# PAGE TEXT
##############################

(CLEVELAND) -- The long term consequences of combat sport are no secret, thanks to high-profile athletes like Muhammad Ali. But a new study suggests that six years of boxing can cause lasting changes in the brain, including shrinkage of areas involved in memory and cognition.
"We asked the question: Is there a certain degree of repetitive head trauma that the brain can tolerate, beyond which you run the risk of developing long term complications?" said study author Dr. Charles Bernick, associate director of the Cleveland Clinic's Lou Ruvo Center for Brain Health in Las Vegas. "And if that's the case, can we detect changes in the brain before people become symptomatic?"
Bernick and colleagues followed 109 current boxers and mixed martial art fighters, using surveys to assess their fight frequencies and MRI scans to detect changes in their brains. The more fights, the more severe the brain changes were in fighters with six or more years in the ring. And after 12 years, the number of fights was linked to poorer performance on memory tests.
"This raises the possibility of detecting brain changes before people are symptomatic," said Bernick, who is presenting the ongoing study at the American Academy of Neurology annual meeting this week in New Orleans. "If you wait for someone to start having symptoms and retire, you've bought the farm. You may not be able to do too much about it."
Mounting research in boxing, football, hockey and military service suggests smaller blows can add up to major consequences, including chronic traumatic encephalopathy, a progressive brain disease with features of Alzheimer's, Parkinson's and ALS.
"It's not just the big concussions, but the chronic accumulation of smaller blows to the head," said Dr. Daryl Rosenbaum, assistant professor of sports medicine at Wake Forest University in Winston-Salem, N.C. "We get asked all the time how many hits are too many. We don't know the answer to that question, but studies like this will help."

##############################

Saved entries
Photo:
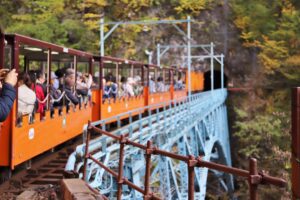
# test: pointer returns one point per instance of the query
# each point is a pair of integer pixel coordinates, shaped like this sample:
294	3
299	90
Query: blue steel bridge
195	126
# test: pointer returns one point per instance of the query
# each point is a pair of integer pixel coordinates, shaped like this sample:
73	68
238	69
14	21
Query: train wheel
5	174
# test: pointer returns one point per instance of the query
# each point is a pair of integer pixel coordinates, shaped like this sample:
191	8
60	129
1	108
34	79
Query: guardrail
254	177
296	143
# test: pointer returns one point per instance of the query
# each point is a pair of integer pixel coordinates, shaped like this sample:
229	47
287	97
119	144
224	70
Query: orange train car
22	138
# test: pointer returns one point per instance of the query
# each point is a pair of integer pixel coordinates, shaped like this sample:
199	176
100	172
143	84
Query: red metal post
121	157
191	187
149	151
86	150
253	179
2	46
296	143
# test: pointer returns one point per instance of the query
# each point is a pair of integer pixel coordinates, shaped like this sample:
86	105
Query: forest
260	40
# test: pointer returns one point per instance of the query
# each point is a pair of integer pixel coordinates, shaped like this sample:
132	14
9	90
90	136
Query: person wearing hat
8	92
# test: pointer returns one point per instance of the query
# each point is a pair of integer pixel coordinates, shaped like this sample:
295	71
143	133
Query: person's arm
72	98
6	100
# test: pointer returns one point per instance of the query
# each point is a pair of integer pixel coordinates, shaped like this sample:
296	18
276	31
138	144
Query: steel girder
197	126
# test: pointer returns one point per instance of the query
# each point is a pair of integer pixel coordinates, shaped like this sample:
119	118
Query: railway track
43	177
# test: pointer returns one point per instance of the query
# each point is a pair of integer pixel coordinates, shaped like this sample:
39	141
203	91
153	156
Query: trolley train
24	137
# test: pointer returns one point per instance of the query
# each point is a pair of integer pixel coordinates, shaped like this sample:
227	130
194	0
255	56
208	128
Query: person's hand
11	78
3	73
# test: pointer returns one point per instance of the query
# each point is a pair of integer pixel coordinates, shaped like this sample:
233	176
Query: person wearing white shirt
26	96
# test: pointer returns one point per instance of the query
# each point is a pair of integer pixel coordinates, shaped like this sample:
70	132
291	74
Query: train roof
35	49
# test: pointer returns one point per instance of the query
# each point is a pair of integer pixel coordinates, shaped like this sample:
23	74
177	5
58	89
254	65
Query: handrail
254	178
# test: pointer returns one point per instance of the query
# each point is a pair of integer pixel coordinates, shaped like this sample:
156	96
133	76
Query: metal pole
296	143
158	54
212	65
102	37
222	71
150	58
253	172
189	54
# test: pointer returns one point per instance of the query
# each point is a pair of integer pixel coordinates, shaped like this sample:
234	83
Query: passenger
8	92
69	84
138	88
39	92
160	87
114	88
81	87
122	89
54	93
84	83
40	80
26	96
96	79
178	85
107	87
110	87
152	85
60	77
129	87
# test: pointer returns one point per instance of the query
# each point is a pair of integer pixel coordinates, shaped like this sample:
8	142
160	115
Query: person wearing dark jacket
8	92
69	83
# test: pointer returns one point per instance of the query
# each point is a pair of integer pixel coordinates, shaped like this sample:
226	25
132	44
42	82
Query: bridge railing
254	177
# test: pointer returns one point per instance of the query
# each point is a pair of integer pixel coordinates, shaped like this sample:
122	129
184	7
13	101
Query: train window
167	79
179	80
96	75
8	57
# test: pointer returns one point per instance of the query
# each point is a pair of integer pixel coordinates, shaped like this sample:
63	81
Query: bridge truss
195	126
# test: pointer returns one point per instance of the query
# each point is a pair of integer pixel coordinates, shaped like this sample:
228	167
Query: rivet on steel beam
192	161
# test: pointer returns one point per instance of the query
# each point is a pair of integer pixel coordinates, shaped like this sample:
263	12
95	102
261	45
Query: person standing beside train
69	84
8	92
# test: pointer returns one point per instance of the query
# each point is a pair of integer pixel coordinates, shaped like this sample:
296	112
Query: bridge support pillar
296	143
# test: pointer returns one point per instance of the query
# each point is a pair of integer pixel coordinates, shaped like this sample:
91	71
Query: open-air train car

##############################

# TASK LIST
A - In the article on boxing and brain changes, how many current boxers and mixed martial art fighters did Bernick and colleagues follow?
B - Repeat everything in the article on boxing and brain changes from "(CLEVELAND) -- The" down to "memory and cognition.".

# ANSWER LIST
A - 109

B -
(CLEVELAND) -- The long term consequences of combat sport are no secret, thanks to high-profile athletes like Muhammad Ali. But a new study suggests that six years of boxing can cause lasting changes in the brain, including shrinkage of areas involved in memory and cognition.